==== FRAGMENT UIT BRON ====
Direct naar content gaan

Samenvatting

X (bv; belanghebbende) hield tot 9 juni 2017 de helft van de aandelen in A (bv). De andere helft van de aandelen werd gehouden door B (bv).

Op 9 juni 2017 heeft B (hierna: de verkoper) haar belang in de deelneming verkocht aan X. Voor de verkoop van deze aandelen is een prijs van € 302.370 overeengekomen.

Ultimo 2017 is X nog € 181.186 van de verkoopprijs aan de verkoper verschuldigd. Op basis van een vso wordt dit bedrag echter kwijtgescholden wegens gedragingen van de enig bestuurder van B.

X stelt dat deze schadevergoeding onder de deelnemingsvrijstelling valt.
==== GEGEVEN INFORMATIE ====
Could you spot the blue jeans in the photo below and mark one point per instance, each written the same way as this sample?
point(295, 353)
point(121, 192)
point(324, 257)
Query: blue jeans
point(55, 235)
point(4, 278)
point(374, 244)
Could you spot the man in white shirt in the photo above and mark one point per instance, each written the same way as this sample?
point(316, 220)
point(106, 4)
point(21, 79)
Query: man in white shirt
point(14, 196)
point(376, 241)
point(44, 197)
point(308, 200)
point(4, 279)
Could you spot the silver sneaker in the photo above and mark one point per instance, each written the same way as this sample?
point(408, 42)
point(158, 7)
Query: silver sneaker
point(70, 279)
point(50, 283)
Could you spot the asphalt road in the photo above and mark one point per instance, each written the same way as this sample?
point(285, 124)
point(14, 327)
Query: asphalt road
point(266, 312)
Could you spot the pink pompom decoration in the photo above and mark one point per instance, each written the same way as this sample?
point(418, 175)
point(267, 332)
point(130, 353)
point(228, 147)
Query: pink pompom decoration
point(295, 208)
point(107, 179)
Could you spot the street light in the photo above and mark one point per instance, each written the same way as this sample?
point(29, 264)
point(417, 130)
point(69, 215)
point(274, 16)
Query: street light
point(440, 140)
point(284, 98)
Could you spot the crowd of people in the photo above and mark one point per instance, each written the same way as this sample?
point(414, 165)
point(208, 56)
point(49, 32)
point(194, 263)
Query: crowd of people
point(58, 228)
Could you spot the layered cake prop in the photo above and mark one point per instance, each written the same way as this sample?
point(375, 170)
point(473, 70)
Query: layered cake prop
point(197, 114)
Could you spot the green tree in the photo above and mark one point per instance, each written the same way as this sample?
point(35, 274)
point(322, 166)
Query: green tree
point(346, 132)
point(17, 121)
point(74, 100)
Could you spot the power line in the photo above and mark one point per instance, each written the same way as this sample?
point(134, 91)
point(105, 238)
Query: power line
====
OPDRACHT 1: Schrijf uit de samenvatting letterlijk het gedeelte over dat opent met de woorden "Ultimo 2017 is" en sluit met "bestuurder van B.".
OPDRACHT 2: Welke prijs is volgens de samenvatting overeengekomen voor de aandelen die B op 9 juni 2017 aan X verkocht?

UITGEWERKT ANTWOORD 1:
Ultimo 2017 is X nog € 181.186 van de verkoopprijs aan de verkoper verschuldigd. Op basis van een vso wordt dit bedrag echter kwijtgescholden wegens gedragingen van de enig bestuurder van B.

UITGEWERKT ANTWOORD 2: € 302.370